- [Goal of the exercise]
Reproduce the records below from the start of the records up to and including the line containing "[[0, 339, 729, 775]]", multiplying every bounding-box pixel coordinate in the outputs by 1.35 and rounding each result to a whole number, with halves rounded up. Keep all other text unchanged and leave the pictures out.

- [Extracted data]
::::::::

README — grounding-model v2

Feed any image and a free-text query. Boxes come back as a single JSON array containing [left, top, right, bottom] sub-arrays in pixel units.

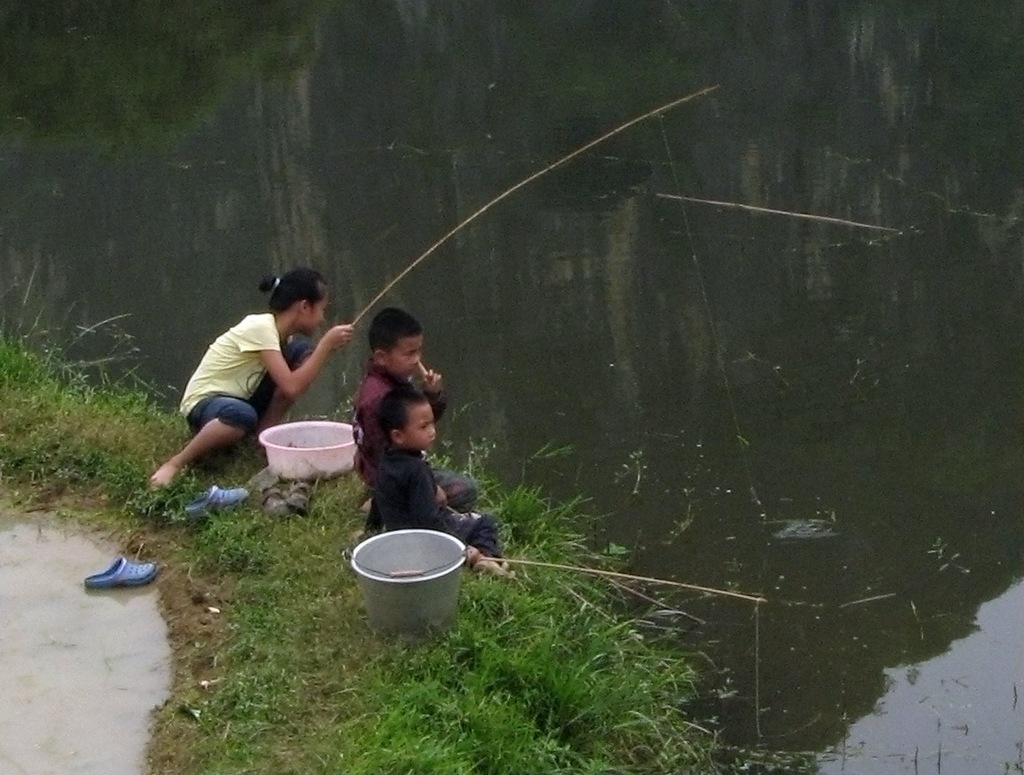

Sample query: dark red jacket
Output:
[[352, 360, 447, 487]]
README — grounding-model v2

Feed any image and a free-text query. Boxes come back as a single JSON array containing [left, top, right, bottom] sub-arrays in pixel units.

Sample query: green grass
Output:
[[0, 339, 729, 775]]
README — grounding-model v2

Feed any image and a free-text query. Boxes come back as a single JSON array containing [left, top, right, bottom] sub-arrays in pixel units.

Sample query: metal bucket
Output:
[[351, 530, 466, 640]]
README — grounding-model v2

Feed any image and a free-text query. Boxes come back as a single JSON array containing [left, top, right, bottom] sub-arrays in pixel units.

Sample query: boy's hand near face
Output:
[[420, 362, 444, 393]]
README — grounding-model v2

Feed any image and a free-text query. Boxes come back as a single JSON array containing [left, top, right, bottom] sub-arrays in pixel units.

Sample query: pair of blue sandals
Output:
[[85, 484, 249, 590]]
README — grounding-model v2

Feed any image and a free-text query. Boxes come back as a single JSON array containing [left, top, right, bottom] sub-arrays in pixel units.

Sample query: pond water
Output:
[[0, 0, 1024, 773], [0, 514, 171, 775]]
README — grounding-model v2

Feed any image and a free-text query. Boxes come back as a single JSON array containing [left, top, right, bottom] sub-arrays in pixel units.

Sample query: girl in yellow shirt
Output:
[[150, 267, 353, 487]]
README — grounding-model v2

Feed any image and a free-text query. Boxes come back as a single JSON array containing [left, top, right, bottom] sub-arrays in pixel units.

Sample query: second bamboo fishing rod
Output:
[[352, 84, 718, 325]]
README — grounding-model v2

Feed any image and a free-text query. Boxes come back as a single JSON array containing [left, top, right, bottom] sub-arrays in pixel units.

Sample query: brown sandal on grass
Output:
[[285, 481, 313, 515]]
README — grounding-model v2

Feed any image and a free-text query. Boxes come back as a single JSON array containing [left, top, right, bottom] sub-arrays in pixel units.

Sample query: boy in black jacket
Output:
[[371, 385, 512, 575]]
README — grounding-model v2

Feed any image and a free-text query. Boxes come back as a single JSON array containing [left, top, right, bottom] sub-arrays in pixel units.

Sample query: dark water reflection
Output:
[[0, 0, 1024, 761]]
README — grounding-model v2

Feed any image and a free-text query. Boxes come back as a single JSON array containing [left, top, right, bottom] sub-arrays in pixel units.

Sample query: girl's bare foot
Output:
[[150, 461, 181, 489]]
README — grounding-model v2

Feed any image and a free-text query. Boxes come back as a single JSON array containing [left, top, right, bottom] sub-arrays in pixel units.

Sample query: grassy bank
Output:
[[0, 333, 716, 775]]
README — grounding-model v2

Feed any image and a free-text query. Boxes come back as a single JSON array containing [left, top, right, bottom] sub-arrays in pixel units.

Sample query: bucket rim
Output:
[[257, 420, 355, 453], [348, 527, 466, 584]]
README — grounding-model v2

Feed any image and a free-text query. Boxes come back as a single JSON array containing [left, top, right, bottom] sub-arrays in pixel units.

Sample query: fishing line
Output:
[[660, 119, 764, 507]]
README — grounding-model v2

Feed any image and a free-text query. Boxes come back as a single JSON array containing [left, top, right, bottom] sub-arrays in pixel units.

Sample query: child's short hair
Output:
[[369, 307, 423, 350], [259, 266, 327, 312], [377, 384, 430, 444]]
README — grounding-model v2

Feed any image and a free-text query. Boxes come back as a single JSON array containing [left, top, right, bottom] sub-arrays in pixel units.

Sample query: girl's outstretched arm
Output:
[[260, 324, 355, 400]]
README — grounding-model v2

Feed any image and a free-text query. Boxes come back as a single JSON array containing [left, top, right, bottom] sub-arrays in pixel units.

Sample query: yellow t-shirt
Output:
[[179, 312, 281, 415]]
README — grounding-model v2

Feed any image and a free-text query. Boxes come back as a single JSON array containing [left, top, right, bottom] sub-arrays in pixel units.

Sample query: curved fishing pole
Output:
[[352, 84, 718, 325]]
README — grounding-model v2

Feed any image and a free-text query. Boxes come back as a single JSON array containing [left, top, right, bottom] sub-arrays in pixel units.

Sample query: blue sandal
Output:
[[85, 556, 157, 590], [185, 484, 249, 517]]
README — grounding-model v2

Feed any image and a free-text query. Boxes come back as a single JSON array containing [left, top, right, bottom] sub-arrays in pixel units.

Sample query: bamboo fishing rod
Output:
[[500, 557, 768, 603], [352, 84, 718, 326], [654, 193, 901, 234]]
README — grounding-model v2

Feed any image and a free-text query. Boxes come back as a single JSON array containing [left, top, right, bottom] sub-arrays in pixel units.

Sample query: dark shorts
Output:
[[185, 337, 313, 435]]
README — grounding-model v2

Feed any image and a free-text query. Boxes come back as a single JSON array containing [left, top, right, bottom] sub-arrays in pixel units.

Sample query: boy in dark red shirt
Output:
[[352, 307, 477, 522]]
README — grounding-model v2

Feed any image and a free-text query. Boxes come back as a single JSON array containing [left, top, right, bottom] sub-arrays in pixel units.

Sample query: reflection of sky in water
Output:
[[0, 515, 171, 775], [820, 584, 1024, 775]]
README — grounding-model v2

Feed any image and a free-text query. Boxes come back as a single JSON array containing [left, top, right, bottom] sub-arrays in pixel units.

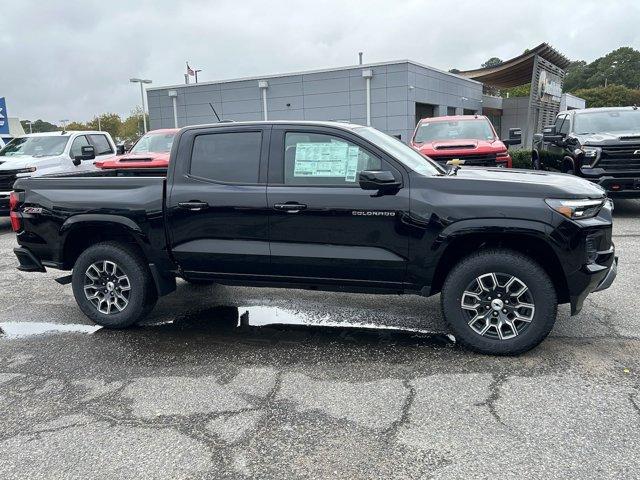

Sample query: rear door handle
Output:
[[273, 203, 307, 213], [178, 201, 209, 212]]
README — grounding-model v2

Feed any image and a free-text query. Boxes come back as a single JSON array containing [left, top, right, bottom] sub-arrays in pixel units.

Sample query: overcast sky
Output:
[[0, 0, 640, 123]]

::::::::

- [Written reply]
README — grounding-model v2

Feed any image and a free-text query. Boxes come back as a single JSON array containing [left, top, right, bottom] sub-arrays in pixel units.


Sample query: dark red jacket
Output:
[[475, 486, 603, 657]]
README — grounding-model v2

Feed any image and a free-text query. Boxes come back as a single JSON array containing [left, top, right, bottom] sub-arrays in pixel units.

Sample query: green grass
Output:
[[0, 458, 984, 1046]]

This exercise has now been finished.